## Start
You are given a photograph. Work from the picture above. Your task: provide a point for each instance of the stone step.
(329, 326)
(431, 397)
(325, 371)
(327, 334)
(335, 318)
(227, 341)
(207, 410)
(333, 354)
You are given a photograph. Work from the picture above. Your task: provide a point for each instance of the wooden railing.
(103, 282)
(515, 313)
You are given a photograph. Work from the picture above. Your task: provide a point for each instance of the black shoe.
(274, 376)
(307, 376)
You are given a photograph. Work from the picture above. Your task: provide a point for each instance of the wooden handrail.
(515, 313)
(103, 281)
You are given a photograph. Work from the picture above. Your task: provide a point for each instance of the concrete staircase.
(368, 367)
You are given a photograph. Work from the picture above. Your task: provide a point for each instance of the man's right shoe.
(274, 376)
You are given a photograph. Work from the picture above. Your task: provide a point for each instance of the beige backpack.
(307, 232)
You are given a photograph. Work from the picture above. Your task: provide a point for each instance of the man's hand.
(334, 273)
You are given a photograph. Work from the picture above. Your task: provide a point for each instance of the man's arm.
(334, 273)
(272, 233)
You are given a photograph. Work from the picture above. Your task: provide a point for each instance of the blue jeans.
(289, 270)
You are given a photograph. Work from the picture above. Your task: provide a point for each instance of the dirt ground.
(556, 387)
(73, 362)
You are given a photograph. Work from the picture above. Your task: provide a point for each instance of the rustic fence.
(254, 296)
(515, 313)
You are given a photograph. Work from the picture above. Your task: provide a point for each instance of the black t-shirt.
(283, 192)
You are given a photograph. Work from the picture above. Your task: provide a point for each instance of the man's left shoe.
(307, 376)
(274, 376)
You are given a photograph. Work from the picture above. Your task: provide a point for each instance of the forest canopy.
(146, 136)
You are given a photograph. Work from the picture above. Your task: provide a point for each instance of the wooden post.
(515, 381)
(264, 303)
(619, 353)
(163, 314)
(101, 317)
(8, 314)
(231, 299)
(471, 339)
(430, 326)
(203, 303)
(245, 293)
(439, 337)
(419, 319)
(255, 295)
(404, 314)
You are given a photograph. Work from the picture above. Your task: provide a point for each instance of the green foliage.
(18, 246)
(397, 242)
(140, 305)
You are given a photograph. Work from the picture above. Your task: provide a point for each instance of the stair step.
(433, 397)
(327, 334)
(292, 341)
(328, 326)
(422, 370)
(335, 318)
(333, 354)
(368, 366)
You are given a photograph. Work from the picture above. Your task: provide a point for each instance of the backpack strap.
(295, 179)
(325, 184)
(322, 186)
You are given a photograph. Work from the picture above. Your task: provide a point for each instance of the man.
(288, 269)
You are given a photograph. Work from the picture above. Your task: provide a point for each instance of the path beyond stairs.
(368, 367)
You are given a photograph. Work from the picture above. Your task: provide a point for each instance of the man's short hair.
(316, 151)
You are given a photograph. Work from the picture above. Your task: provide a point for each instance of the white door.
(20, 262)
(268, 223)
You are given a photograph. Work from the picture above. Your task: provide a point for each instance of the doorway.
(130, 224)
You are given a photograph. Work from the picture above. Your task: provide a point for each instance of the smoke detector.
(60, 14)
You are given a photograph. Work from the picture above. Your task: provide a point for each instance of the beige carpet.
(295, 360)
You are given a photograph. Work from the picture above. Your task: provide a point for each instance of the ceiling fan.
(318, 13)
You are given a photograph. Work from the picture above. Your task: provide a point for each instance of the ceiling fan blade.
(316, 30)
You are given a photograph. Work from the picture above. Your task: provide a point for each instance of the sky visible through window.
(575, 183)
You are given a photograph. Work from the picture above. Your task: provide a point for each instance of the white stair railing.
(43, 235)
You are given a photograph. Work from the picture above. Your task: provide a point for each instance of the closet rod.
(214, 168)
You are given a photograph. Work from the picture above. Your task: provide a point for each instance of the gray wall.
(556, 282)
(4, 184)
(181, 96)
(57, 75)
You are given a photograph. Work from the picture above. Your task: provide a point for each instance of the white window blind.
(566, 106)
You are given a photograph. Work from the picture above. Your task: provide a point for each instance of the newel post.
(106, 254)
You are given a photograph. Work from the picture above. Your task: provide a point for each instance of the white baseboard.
## End
> **Task to complete**
Quote the lines of the listing above that run from the line with "the ceiling fan." through its last line, both included, and nothing else.

> **Completed exercise**
You are given a photograph. Work from the picture above. Your task: provide a point for each instance of the ceiling fan.
(318, 13)
You are given a photograph. Work from the picture above. Your task: provide a point for each instance of the ceiling fan blade.
(316, 30)
You are given a photograph. Work from the picture above. Your task: provide a point for each instance of the sky visible through window.
(575, 183)
You are given a photograph. Work from the picture above. Your task: provide a point for each instance of the white stair railing.
(43, 235)
You are given a photograph. Work from the picture above. Your task: provide a point for each instance of the closet rod.
(214, 168)
You are given a photograph. Work from the picture above. Your task: provide a point for each instance of the gray wall.
(556, 282)
(4, 184)
(181, 96)
(57, 75)
You are given a photograph. Work from the picture above. Your task: provide a point for each instance of the white window blind.
(566, 106)
You are given a photograph. Work from the picture above. Your task: provide a point for each instance of the newel post.
(106, 254)
You are given a photograph. Work from the picture above. Your task: provide a point for each instance of the white baseboard.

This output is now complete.